What the task requires
Can you render every line of the listing below as a numbered list, skipping any blank lines and leaving the pictures out?

# Start of Extracted data

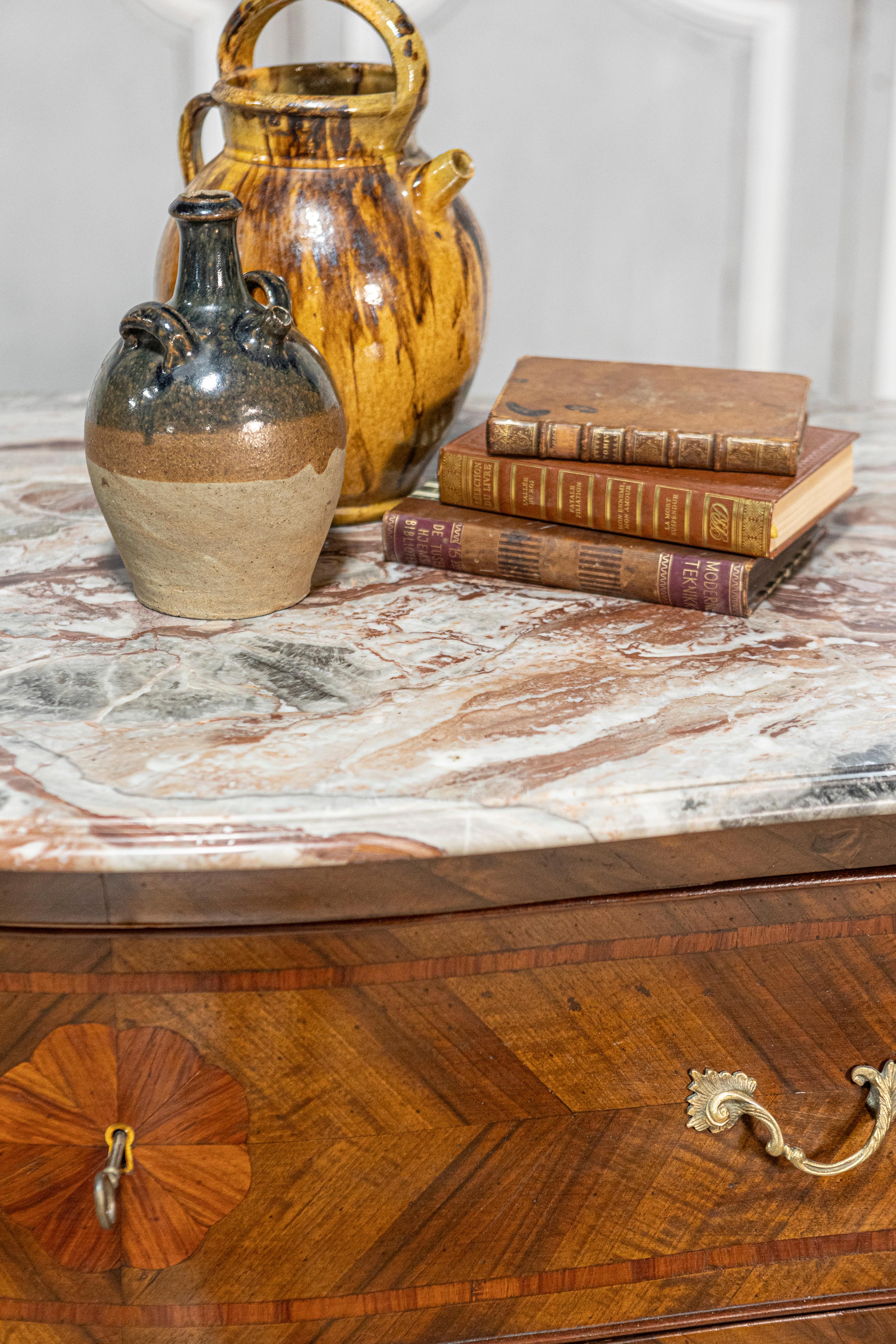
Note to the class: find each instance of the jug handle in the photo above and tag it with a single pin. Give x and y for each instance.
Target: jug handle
(190, 144)
(405, 43)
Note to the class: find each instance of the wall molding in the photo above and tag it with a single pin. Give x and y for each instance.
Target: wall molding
(770, 28)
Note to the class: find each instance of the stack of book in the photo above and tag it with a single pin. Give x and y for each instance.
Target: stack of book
(690, 487)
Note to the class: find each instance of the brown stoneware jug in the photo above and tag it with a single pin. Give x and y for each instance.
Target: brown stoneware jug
(215, 436)
(385, 261)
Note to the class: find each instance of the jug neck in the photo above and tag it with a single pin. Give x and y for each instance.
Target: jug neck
(209, 273)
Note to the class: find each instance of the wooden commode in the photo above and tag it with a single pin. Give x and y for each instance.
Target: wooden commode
(394, 935)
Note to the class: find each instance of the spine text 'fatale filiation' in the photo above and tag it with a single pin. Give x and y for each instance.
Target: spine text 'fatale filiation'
(643, 448)
(596, 498)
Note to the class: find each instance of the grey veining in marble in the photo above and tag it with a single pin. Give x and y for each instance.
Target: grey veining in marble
(407, 712)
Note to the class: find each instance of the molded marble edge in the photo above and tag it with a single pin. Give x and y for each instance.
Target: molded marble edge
(311, 840)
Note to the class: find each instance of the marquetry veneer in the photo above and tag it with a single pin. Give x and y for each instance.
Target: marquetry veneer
(473, 1127)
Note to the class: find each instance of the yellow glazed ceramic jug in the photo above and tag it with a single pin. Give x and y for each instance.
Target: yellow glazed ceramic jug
(385, 261)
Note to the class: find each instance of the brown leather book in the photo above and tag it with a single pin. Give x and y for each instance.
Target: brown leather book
(749, 515)
(422, 532)
(723, 420)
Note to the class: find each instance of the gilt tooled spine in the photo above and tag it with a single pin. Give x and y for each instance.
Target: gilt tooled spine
(629, 447)
(594, 498)
(671, 578)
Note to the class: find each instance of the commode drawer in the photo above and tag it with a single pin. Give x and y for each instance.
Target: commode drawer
(455, 1128)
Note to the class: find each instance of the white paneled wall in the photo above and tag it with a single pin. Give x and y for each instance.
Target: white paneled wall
(683, 181)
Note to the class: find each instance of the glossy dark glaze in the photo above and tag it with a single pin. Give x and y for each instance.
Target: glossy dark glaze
(210, 381)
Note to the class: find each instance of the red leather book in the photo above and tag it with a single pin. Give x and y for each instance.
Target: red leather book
(422, 532)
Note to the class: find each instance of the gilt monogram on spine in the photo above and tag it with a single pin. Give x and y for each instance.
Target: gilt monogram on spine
(515, 439)
(647, 448)
(561, 440)
(776, 458)
(606, 445)
(695, 451)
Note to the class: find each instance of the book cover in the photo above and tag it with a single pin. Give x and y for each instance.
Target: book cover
(746, 514)
(422, 532)
(723, 420)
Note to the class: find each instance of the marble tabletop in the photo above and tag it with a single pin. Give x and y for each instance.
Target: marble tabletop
(407, 712)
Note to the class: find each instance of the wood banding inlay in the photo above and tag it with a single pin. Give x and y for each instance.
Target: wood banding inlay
(453, 1293)
(444, 968)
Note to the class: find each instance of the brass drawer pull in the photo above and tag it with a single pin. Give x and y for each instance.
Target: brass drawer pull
(105, 1183)
(718, 1101)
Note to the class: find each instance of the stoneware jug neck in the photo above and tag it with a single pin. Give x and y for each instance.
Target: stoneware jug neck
(209, 273)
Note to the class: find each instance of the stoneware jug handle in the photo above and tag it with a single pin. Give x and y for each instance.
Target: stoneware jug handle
(275, 287)
(190, 144)
(164, 327)
(405, 43)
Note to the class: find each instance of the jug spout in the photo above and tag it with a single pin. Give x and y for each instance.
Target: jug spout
(440, 181)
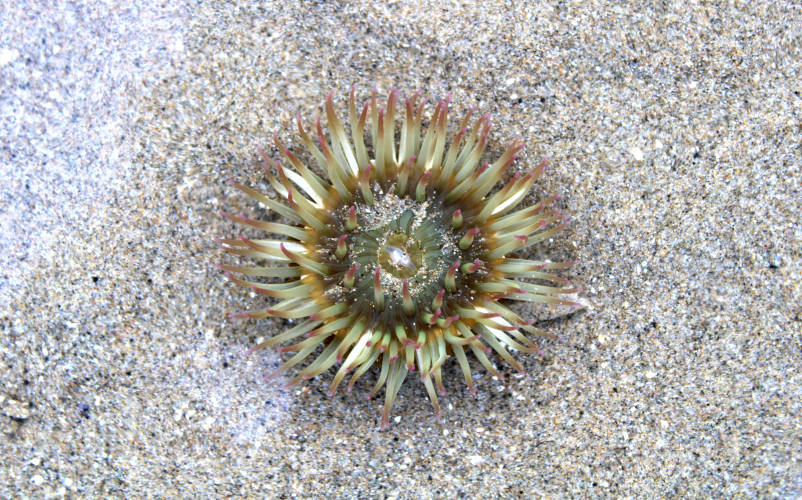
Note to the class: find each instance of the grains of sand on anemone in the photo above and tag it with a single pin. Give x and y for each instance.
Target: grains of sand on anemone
(398, 253)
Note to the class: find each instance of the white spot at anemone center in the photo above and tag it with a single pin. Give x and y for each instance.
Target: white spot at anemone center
(399, 257)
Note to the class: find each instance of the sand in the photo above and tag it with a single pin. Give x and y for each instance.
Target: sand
(675, 136)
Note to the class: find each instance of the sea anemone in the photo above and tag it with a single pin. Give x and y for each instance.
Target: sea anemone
(397, 251)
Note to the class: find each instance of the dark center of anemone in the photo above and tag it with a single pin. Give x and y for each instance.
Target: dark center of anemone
(404, 240)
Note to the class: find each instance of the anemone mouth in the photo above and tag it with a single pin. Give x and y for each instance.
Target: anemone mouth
(399, 254)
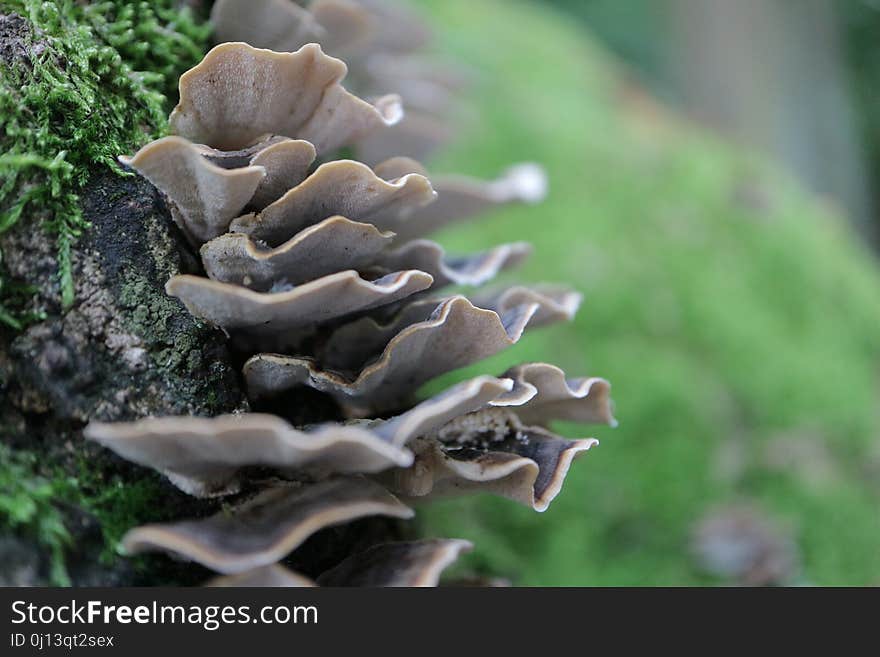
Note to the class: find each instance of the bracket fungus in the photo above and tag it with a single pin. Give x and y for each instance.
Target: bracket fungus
(319, 270)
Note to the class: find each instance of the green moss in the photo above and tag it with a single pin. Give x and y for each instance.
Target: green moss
(29, 506)
(119, 503)
(735, 316)
(97, 85)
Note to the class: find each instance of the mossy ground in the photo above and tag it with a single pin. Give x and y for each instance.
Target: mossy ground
(81, 83)
(92, 82)
(732, 313)
(735, 316)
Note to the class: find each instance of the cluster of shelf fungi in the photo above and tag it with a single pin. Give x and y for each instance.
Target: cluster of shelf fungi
(319, 270)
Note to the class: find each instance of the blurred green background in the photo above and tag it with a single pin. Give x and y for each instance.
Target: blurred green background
(733, 304)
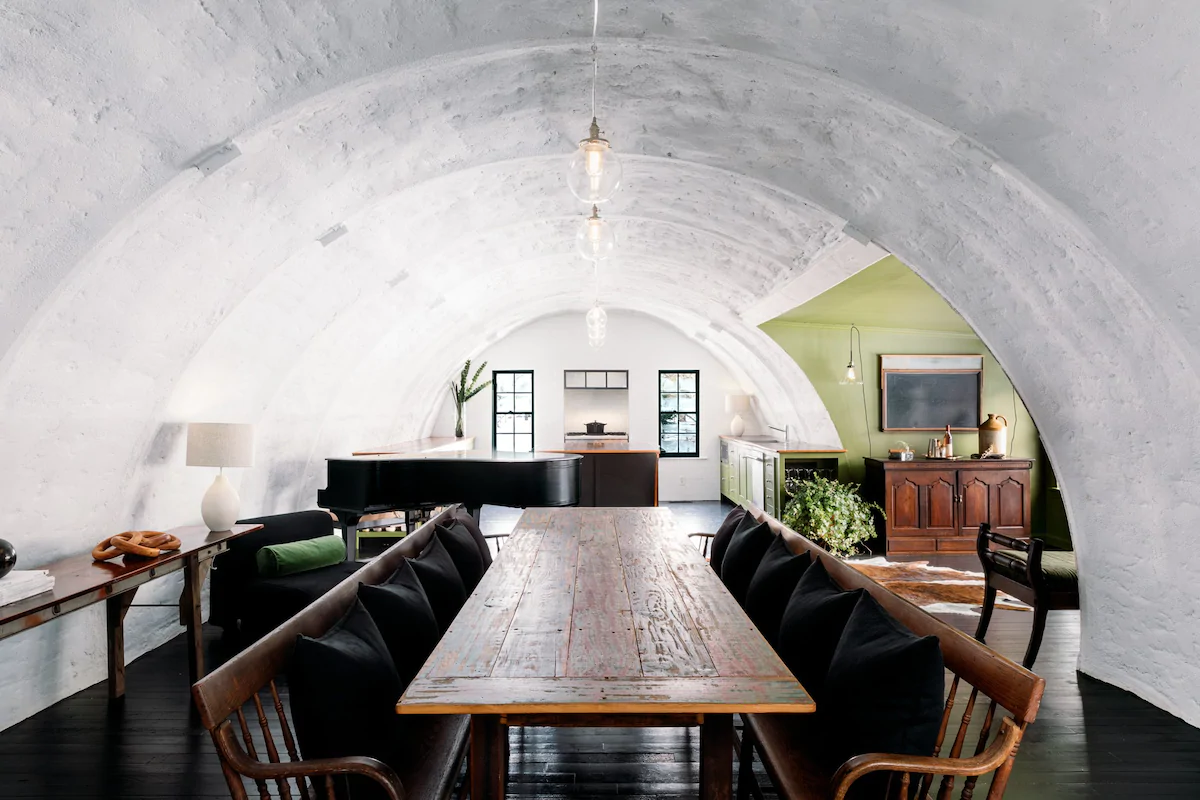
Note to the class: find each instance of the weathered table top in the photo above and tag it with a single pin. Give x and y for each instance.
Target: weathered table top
(601, 611)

# End of Extracted data

Solution to this exercise
1. Note to the class: find each instance of the jug handle in the photo above and tag it with a single pin. Give x and y for each instance.
2. Target: jug handle
3. (190, 144)
4. (405, 43)
5. Note to the class: find each instance of the wall molding in the photo above and tag it with a single pin. Give x and y for each instance.
6. Target: wall molding
7. (770, 28)
8. Note to the class: find each instance of the stack of book in the photo above and tag it with a single pin. Give x and y for each instance.
9. Target: stack of book
10. (690, 487)
11. Note to the class: find each instance of the brown stoneware jug in the photo above and tag it with a single pin. Give x and y for each instance.
12. Target: brown stoneware jug
13. (215, 436)
14. (385, 261)
15. Note to the class: find each instance of the jug neck in the photo above and tag it with a single pin. Give x and y for each instance.
16. Target: jug neck
17. (209, 273)
18. Note to the class: find each instance of the wooden commode in the photo above and tag it with a single pin. Give x and y for each instance.
19. Target: wooden commode
20. (394, 935)
21. Note to the class: find each instance of the spine text 'fatale filiation' in the photo above and tag it with a single pin. Give x and y for each instance.
22. Target: spine text 'fatale filiation'
23. (643, 448)
24. (596, 498)
25. Note to the class: find each instance of the grey veining in marble in the photo above and tag it with a single pin. Give x and y for each instance.
26. Target: grey veining in marble
27. (407, 712)
28. Note to the class: find each instance of the molded marble edge in the photo above and tag it with a single pin. Give x and y for each instance.
29. Target: molded marble edge
30. (311, 840)
31. Note to the class: find each instance of the marquetry veneer in the photo above and tag it with a single pin. Give x and y for each instance.
32. Target: marquetry veneer
33. (473, 1127)
34. Note to the class: find each instance of the yellow glazed ceramic jug in the photo above and tag it with a single pin. Give x and y for each instance.
35. Target: yellow glazed ceramic jug
36. (385, 261)
37. Note to the class: find each instance of the brown leather book in the photo above and tag it with a single pin. Give x and y for each instance.
38. Target: brown leather book
39. (749, 515)
40. (422, 532)
41. (723, 420)
42. Note to the class: find each instance of the gilt tooled spine in the photo above and tag it with a single pin. Give x and y for each instance.
43. Target: gilt tooled spine
44. (629, 447)
45. (594, 498)
46. (671, 578)
47. Note to the class: find each instance of the commode drawer in the photo above and tag it with a single pin. Give x and y for each instance.
48. Target: commode drawer
49. (455, 1128)
50. Note to the class: find each instance of the white paneled wall in the photo above and tag it with a single pin. Give x and y for each instance.
51. Target: white paneled wall
52. (683, 181)
53. Note to the class: find each instance of the glossy dark glaze in the photo above and tag it with a single pin. Give x and y for each instance.
54. Target: glossy dark glaze
55. (210, 381)
56. Note to the class: find each instance of the red leather book in the photo above and tag it with a single pin. Give x and y for each instance.
57. Target: red leather book
58. (422, 532)
59. Note to the class: find each instance of the gilt monogram on spine in the photo above and tag it with a single pin. Give x and y for each instance.
60. Target: gilt monogram on spine
61. (515, 439)
62. (647, 448)
63. (561, 440)
64. (776, 458)
65. (606, 445)
66. (695, 451)
67. Note to the class: find each instance of the book cover in the photo above and tag it with a single pin. Give x and y for each instance.
68. Target: book cover
69. (746, 514)
70. (422, 532)
71. (723, 420)
72. Note to the class: find each instance of the marble tabletop in the photo above and tag it with a single pin. Give x and y for each instance.
73. Target: marble tabletop
74. (407, 712)
75. Note to the class: find each instance of the wood banding inlay in the photo above and tag it with a single pin. Give x and y for each instance.
76. Target: wood banding inlay
77. (453, 1293)
78. (444, 968)
79. Note to the class: find each instance of the brass drawer pull in the photo above and tag it with a single pin. Give x and y for each instance.
80. Target: brass drawer pull
81. (105, 1183)
82. (718, 1101)
83. Note to the class: find each instance of the stoneware jug neck in the photo above and tag it with a single pin. Give x and y for each instance.
84. Target: stoneware jug neck
85. (209, 273)
86. Note to the class: find each instance of the stoneware jug handle in the photo above and tag it with a single pin. Give x and y for each instance.
87. Target: stoneware jug handle
88. (275, 287)
89. (190, 144)
90. (164, 327)
91. (405, 43)
92. Note to the class: find each instance of the jug spout in the photo above and tag it with a single pin. Give x and y for each instance.
93. Target: jug spout
94. (440, 181)
95. Note to the class: find each instance of the grains of sand on anemone in the photo above and tag it with a single pin. Give x and y for each instance.
96. Target: grains of sand on anemone
97. (398, 253)
98. Note to the class: find each instance of the white spot at anemone center in the photo above and tag it with a single pin. Give x and y for each instance.
99. Target: white spot at anemone center
100. (399, 257)
101. Note to the class: find each instance of the sand in the photo above and tag it with a single pin. Give x and y for each instance.
102. Target: sand
103. (675, 136)
104. Note to the class: find each instance of the sea anemone in the photo above and tag it with a single pin. Give x and y for each instance.
105. Target: sea anemone
106. (397, 251)
107. Note to the class: find each instance of the dark center of anemone in the photo above and tag it with a single pin. Give x and y for each instance.
108. Target: dark center of anemone
109. (404, 240)
110. Note to the class: find each instance of the anemone mouth in the photo above and tag it with a single pin. Give x and y for each instance.
111. Target: anemone mouth
112. (399, 254)
113. Note to the class: find each instance of the bracket fungus in the photo above and tag it with a single pin. Give x and y for each instance.
114. Target: bracket fungus
115. (319, 270)
116. Note to the class: find each instance of the green moss in the photo above and tag it with a single pin. Give x and y for each instance.
117. Target: green moss
118. (29, 506)
119. (119, 503)
120. (735, 316)
121. (97, 85)
122. Note to the class: find each instance of the mossy ground in the photo above and tag it with a single pin. Give x and y for each instance.
123. Target: mossy ground
124. (81, 83)
125. (92, 82)
126. (732, 313)
127. (735, 316)
128. Note to the class: find each instance of the cluster of shelf fungi in the photo above and tag it with a single pin. Give x and y for each instance.
129. Target: cluster of shelf fungi
130. (319, 270)
131. Note to the class: find each instance of the blurred green background in the photo above and tag it with a single pin. Give x and y for each instance.
132. Target: blurred green background
133. (733, 304)
134. Note to the class: find each instance of the weathered table top in the photo above and tag it with a single pin. Give x and y for each instance.
135. Target: weathered table top
136. (601, 611)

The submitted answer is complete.